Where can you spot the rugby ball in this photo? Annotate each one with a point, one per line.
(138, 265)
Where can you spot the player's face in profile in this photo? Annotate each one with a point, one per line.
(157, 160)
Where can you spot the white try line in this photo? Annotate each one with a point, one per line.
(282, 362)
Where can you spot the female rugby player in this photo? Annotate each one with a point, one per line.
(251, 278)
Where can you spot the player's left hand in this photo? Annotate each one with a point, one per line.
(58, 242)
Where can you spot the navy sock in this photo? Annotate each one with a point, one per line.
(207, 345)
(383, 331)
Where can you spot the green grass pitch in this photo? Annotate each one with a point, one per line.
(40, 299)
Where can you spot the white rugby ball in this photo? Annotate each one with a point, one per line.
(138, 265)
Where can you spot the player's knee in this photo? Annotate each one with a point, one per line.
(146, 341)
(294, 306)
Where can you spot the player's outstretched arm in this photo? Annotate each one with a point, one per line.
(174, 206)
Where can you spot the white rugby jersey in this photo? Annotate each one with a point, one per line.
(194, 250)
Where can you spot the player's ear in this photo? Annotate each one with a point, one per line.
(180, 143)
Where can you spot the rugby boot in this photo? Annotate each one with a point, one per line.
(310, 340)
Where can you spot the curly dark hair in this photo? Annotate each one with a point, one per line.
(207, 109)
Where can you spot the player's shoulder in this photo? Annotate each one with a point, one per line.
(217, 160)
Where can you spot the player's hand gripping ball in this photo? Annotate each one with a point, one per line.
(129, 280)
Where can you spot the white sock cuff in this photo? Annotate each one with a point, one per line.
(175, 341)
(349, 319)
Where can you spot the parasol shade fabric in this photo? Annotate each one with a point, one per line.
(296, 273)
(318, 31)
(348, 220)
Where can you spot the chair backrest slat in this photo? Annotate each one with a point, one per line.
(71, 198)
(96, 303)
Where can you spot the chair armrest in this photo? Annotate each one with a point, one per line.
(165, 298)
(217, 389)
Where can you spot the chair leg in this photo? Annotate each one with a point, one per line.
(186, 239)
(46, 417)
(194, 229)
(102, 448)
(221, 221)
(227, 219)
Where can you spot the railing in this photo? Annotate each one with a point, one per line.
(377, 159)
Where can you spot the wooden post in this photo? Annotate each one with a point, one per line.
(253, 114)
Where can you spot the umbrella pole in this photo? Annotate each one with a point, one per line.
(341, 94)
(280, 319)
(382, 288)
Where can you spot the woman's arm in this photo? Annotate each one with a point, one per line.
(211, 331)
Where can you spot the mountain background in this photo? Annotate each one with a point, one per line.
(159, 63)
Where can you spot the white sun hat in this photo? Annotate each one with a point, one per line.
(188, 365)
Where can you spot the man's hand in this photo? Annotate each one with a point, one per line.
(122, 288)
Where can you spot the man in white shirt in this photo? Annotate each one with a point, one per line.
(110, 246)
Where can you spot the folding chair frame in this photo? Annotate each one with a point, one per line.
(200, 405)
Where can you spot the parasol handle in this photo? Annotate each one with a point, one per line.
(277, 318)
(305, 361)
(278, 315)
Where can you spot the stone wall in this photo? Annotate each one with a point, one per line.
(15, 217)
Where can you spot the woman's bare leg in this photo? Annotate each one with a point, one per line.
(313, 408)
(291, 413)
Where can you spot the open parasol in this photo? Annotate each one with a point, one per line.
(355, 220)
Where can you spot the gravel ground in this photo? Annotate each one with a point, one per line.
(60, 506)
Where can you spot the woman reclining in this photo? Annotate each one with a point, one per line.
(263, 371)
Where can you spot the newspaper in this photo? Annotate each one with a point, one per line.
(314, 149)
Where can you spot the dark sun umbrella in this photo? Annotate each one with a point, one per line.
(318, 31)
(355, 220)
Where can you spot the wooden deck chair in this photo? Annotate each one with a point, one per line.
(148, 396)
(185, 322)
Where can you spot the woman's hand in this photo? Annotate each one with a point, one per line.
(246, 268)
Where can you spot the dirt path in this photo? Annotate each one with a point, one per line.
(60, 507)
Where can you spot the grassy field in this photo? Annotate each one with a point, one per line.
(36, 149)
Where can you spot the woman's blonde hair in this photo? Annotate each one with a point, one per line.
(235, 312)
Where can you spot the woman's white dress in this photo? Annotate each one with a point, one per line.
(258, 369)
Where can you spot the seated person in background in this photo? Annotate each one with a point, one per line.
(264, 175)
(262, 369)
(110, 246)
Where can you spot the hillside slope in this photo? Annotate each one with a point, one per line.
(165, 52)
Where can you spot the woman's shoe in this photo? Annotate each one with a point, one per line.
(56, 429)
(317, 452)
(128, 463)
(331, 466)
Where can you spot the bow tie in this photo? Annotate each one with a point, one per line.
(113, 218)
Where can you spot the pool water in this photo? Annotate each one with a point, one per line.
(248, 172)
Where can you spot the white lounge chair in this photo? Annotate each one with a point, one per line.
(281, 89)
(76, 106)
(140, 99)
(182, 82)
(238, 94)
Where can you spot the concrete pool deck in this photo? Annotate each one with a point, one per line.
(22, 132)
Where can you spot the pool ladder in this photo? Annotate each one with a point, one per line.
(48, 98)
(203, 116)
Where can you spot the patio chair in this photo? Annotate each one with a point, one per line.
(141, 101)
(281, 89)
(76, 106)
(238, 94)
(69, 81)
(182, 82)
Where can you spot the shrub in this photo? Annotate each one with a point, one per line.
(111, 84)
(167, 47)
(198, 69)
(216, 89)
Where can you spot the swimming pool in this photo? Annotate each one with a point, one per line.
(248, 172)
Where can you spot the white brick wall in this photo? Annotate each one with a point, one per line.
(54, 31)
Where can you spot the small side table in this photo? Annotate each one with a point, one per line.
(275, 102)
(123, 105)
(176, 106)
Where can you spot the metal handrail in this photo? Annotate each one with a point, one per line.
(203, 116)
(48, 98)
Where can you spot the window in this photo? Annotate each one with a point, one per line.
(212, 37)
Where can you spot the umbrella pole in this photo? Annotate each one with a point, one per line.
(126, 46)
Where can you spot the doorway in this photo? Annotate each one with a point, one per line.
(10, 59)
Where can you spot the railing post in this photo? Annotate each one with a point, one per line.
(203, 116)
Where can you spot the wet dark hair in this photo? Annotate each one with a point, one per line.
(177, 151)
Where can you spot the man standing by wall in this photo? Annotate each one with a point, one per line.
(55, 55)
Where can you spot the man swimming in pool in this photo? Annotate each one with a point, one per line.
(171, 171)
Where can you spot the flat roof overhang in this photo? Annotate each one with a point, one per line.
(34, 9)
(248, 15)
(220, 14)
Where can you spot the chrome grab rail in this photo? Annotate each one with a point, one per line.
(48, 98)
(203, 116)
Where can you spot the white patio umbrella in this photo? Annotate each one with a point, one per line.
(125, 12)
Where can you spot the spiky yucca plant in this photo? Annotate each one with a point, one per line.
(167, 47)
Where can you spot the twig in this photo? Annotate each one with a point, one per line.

****************************************

Produce an exact copy of all the records.

- **THE ANSWER**
Where can you spot the rugby ball in this photo? Annotate each one with a point, one per line.
(138, 265)
Where can you spot the player's face in profile in this photo? Annotate each one with a point, one per line.
(157, 160)
Where can you spot the white try line in this photo? Annotate each one with a point, one per line.
(282, 362)
Where can you spot the female rugby player in this photo? Annotate each one with a point, one per line.
(251, 278)
Where can you spot the player's left hand in this photo? Annotate each one with a point, one per line.
(58, 242)
Where can you spot the navy sock in this photo? Annotate each one with a point, one per line.
(207, 345)
(383, 331)
Where can you spot the green grass pitch in this photo? Annotate each one with a point, one per line.
(40, 299)
Where can you spot the white rugby ball in this photo? Annotate each one with a point, one per line.
(138, 265)
Where can you spot the player's knee in this photo? Annotate each one with a point, one per line.
(146, 341)
(294, 306)
Where can you spot the player's outstretched arm in this photo? Annotate each one with a point, one per line.
(174, 206)
Where can you spot the white rugby jersey in this photo? Annotate each one with a point, one per line.
(194, 250)
Where can you spot the player's ear in this photo? Annotate each one with a point, one per line.
(180, 143)
Where can you spot the rugby boot in this photo? Annotate each one with a point, one per line.
(310, 340)
Where can you spot the curly dark hair in this photo? Annotate each one with a point, one per line.
(207, 109)
Where can you spot the player's shoulder in this photo? Annotate each one with a point, one per line.
(217, 160)
Where can you spot the player's hand gripping ball in this photo? Annotate each one with a point, one per line.
(129, 280)
Where can you spot the white sock cuff in this photo? Annotate each one with a point, one per line.
(175, 341)
(349, 319)
Where can you spot the parasol shade fabric in this photo? Annotate each one with a point, one per line.
(296, 273)
(318, 31)
(348, 220)
Where can you spot the chair backrest slat in this photo? Annotate each one with a point, one per line.
(71, 198)
(96, 303)
Where can you spot the chair armrest in this photo? Annotate each one with a point, one per line.
(165, 298)
(217, 389)
Where can you spot the chair leg in this photo? Annotate each one with a point, one per line.
(186, 239)
(46, 417)
(194, 229)
(102, 448)
(221, 221)
(227, 219)
Where can you spot the railing in this photo? Annotate each one with a point, one per line.
(377, 159)
Where can you spot the wooden post in this photo? Annotate each one with a point, one per line.
(253, 114)
Where can you spot the umbrella pole in this photo? Annotate each one with a point, one per line.
(341, 94)
(280, 319)
(382, 288)
Where can you spot the woman's arm in this photo? Annotate each one with a point, one per line.
(211, 331)
Where can you spot the mountain background in this photo? Annotate each one with a point, one per line.
(159, 63)
Where can you spot the white sun hat in this photo? Annotate each one with a point, one per line.
(188, 365)
Where can you spot the man's hand in this photo? Annotate each one with a point, one per line.
(122, 288)
Where can you spot the man in white shirt in this photo? Annotate each one with a point, one per line.
(110, 246)
Where can you spot the folding chair frame in this photo? Annotate each one with a point, one per line.
(200, 405)
Where can you spot the parasol handle in this photo? Annotate each one with a point, one per line.
(277, 318)
(305, 361)
(278, 315)
Where can you spot the stone wall in this photo? Annotate each one with a point, one per line.
(15, 217)
Where can you spot the woman's bare leg in this photo? Annotate each one with a point, one per line.
(313, 408)
(291, 413)
Where can you spot the open parasol in this photo? Annotate each one with a point, one per line.
(355, 220)
Where can you spot the gravel ground in this photo? Annotate each one with a point, one per line.
(60, 506)
Where can you spot the woman reclining in this photo? Annotate each one with a point, one per line.
(263, 371)
Where can you spot the newspaper in this photo? Annotate each one with a point, one per line.
(314, 149)
Where can you spot the dark sun umbrella in this photo? Annotate each one with a point, one per line.
(318, 31)
(355, 220)
Where can you spot the wooden deck chair in this photo? Annotate each one with a point, one per line.
(148, 396)
(185, 322)
Where can you spot the woman's hand in this photo? Annotate each one with a point, one per line.
(246, 268)
Where can you spot the dirt path in this photo? Annotate each one with a point, one per line.
(60, 507)
Where can you spot the grassy field in this photo? Annotate each one with a point, one per line.
(36, 149)
Where can you spot the woman's blonde hair in this photo? Annotate each one with a point, one per line.
(235, 312)
Where can you spot the woman's white dress in this photo? Annotate each one with a point, one per line.
(258, 369)
Where can you spot the seated person in background in this photo? Annotate each one with a point, one per line.
(264, 175)
(262, 369)
(110, 246)
Where can you spot the hillside slope in this photo? Annotate each one with a point, one per line.
(165, 52)
Where can you spot the woman's shoe in this photo? Annotate each one with a point, one per line.
(56, 429)
(317, 452)
(128, 463)
(331, 466)
Where can you spot the bow tie in this photo? Annotate each one with a point, one per line.
(113, 218)
Where can you spot the pool water in this photo? Annotate each one with a point, one per line.
(248, 172)
Where can you spot the white lounge chair in this photo? Annotate each one with a point, one per line.
(281, 89)
(76, 106)
(140, 99)
(182, 82)
(238, 94)
Where can you spot the concrete pool deck in this photo? Annotate each one with a point, one per line.
(22, 132)
Where can you spot the pool ladder in this photo? Annotate each one with a point, one per line.
(48, 98)
(203, 116)
Where can you spot the patio chair in this photo? Annotate each one with a point, one per line.
(141, 101)
(281, 89)
(76, 106)
(238, 94)
(69, 81)
(182, 82)
Where can you spot the shrub in this photo? Annotate each one with a point, one per line.
(111, 84)
(167, 47)
(198, 69)
(216, 89)
Where can you spot the swimming pool in this photo? Annotate each one with a point, one per line.
(248, 172)
Where can you spot the white brick wall in this photo? Annotate each one with a point, one per line.
(54, 31)
Where can you spot the small side table in this photo? Annotate each one with a point, one per line.
(275, 102)
(123, 105)
(176, 106)
Where can you spot the metal handrail in this photo? Annotate each one with a point, one per line.
(203, 116)
(48, 98)
Where can you spot the window in this photo? Annotate each one with a point, one per line.
(212, 37)
Where can you spot the umbrella pole in this photo? Annotate each one with a point, one per line.
(126, 46)
Where can you spot the doorway in this photo? Annotate each one with a point, one per line.
(10, 59)
Where can you spot the railing post in this photo? Annotate each one with a point, one per line.
(203, 116)
Where can you spot the wet dark hair in this photo? Annotate each one with a point, one per line.
(177, 151)
Where can you spot the man standing by wall in this photo? Annotate each one with a point, one per line.
(55, 55)
Where can you spot the man swimming in pool in this photo? Annotate each one with a point, one per line.
(171, 171)
Where can you spot the flat roof overhang in this photo? Annotate each one with a point, one per line.
(34, 9)
(248, 15)
(220, 14)
Where can you spot the chrome grab rail in this photo? Annotate each one with a point, one per line.
(48, 98)
(203, 116)
Where can you spot the white patio umbrella in this photo? Annotate each one with a point, one per line.
(125, 12)
Where can you spot the spiky yucca plant in this photo? Annotate each one with a point, one per line.
(167, 47)
Where can you spot the twig in this photo? Annotate each one with a point, one per line.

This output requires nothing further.